> **SOURCE INFORMATION**:
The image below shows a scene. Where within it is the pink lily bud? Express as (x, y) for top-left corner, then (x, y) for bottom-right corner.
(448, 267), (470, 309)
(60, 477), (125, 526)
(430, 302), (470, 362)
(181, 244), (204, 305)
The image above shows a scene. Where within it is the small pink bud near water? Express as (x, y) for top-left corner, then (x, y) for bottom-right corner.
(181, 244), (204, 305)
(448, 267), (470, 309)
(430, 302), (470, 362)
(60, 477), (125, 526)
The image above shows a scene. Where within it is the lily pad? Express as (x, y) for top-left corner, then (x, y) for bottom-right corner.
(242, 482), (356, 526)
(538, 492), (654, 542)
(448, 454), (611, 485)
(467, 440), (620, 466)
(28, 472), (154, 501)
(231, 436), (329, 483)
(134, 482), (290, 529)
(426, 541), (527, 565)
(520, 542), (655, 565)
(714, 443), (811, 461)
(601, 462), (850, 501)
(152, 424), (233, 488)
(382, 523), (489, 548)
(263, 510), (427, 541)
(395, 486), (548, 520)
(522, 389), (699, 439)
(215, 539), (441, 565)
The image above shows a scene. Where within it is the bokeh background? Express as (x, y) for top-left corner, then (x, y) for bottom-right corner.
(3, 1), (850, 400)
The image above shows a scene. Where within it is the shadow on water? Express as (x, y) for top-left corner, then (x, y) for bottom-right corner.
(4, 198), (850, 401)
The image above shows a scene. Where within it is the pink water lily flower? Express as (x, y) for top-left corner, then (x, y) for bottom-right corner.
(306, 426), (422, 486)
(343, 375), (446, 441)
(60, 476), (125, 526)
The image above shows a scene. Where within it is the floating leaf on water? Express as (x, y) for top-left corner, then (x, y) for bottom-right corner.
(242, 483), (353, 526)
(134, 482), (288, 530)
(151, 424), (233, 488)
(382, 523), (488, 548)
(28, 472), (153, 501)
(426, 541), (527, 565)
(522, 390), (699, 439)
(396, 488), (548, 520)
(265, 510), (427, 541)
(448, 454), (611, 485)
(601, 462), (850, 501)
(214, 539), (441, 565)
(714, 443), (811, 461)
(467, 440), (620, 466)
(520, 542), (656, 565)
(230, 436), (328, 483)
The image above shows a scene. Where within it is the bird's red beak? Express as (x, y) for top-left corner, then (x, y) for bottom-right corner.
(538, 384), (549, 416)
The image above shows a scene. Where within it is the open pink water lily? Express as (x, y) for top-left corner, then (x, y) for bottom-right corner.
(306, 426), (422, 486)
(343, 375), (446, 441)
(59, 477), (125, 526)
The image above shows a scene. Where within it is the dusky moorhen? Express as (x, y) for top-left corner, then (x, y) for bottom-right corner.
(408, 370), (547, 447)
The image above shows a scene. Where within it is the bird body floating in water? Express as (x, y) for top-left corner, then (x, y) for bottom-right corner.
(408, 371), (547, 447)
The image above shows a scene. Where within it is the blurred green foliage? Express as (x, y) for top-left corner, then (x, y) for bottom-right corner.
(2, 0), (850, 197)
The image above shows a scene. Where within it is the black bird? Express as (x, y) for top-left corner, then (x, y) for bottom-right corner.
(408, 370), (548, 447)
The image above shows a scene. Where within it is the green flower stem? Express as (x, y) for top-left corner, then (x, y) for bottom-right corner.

> **ABOUT THIS TASK**: Skip all lines ahead of the one containing "is the blurred". Reproduce that line and the remainder of the listing above exactly.

> **PROBLEM SOLUTION**:
The image above shows a scene. Where within it is the blurred green foliage? Express as (x, y) for top-left corner, then (x, y) for bottom-right corner.
(2, 0), (850, 197)
The image above shows a scene. Where within it is the black bird? Express as (x, y) for top-left corner, then (x, y) for bottom-right corner.
(408, 370), (548, 447)
The image above shows a scene. Where within it is the green flower stem? Express as (x, y) for top-left corner, then (x, y) for bottom-right corner.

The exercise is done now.